[PROVIDED ENTRIES]
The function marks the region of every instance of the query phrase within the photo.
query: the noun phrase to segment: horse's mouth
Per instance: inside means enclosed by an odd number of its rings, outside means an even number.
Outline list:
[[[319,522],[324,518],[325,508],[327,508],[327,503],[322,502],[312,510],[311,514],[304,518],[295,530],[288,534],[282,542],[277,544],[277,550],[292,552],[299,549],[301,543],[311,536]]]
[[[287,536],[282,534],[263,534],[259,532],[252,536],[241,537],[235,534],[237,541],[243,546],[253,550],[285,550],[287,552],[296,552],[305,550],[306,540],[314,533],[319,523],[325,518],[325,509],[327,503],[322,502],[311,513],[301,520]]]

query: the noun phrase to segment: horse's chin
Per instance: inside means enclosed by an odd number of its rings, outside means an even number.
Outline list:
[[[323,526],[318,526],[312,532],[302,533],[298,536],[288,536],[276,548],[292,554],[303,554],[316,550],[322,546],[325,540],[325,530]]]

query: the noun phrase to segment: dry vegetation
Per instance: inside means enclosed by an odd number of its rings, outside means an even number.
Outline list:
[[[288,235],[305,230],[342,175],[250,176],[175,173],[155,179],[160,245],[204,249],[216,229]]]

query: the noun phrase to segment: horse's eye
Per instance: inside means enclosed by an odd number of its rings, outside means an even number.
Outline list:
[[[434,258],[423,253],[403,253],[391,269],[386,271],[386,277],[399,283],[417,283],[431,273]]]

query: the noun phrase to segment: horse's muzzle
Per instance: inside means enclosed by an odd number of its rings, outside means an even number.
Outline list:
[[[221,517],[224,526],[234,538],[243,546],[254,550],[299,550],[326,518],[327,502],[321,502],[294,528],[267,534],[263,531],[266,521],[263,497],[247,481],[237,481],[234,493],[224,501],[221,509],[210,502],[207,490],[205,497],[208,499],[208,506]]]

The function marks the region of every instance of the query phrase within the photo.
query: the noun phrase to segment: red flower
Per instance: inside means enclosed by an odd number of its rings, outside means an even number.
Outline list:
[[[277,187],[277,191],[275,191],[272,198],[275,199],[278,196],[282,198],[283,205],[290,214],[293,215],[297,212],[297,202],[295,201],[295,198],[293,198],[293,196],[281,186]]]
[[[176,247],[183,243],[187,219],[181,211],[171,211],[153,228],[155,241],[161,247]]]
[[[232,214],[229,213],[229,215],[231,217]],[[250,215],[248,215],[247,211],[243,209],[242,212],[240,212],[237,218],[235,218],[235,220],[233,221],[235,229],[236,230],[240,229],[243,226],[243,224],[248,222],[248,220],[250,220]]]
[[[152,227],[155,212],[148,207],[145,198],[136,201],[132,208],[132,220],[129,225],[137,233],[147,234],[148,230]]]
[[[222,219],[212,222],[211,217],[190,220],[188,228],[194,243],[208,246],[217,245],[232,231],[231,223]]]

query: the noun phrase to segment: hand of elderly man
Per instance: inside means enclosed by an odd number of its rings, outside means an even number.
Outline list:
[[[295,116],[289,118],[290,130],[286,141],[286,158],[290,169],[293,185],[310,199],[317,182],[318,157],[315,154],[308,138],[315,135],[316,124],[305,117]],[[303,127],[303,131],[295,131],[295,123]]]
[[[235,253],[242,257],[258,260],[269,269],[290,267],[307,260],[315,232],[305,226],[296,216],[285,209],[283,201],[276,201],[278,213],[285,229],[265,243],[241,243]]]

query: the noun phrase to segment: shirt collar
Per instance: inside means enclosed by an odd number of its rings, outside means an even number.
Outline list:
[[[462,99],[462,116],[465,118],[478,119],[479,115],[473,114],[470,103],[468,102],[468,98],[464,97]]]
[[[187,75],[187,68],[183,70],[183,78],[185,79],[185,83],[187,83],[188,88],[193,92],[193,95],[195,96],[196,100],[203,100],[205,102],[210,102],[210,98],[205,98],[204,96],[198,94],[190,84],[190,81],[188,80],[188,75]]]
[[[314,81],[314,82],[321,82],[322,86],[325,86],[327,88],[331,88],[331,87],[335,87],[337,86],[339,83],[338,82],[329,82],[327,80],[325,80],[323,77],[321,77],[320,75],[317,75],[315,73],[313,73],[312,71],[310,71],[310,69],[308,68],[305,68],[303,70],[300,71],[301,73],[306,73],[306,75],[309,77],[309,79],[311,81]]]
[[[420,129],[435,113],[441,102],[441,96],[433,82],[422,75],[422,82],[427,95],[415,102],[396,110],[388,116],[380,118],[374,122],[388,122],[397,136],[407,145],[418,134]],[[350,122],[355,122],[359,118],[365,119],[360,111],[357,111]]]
[/PROVIDED ENTRIES]
**REQUIREMENT**
The answer must consist of every line from the entries above that contains "horse".

**EXERCISE OUTPUT**
query: the noun phrase to segment: horse's mouth
query: the noun phrase to segment: horse's chin
query: the noun phrase to segment: horse's eye
query: the noun phrase to segment: horse's muzzle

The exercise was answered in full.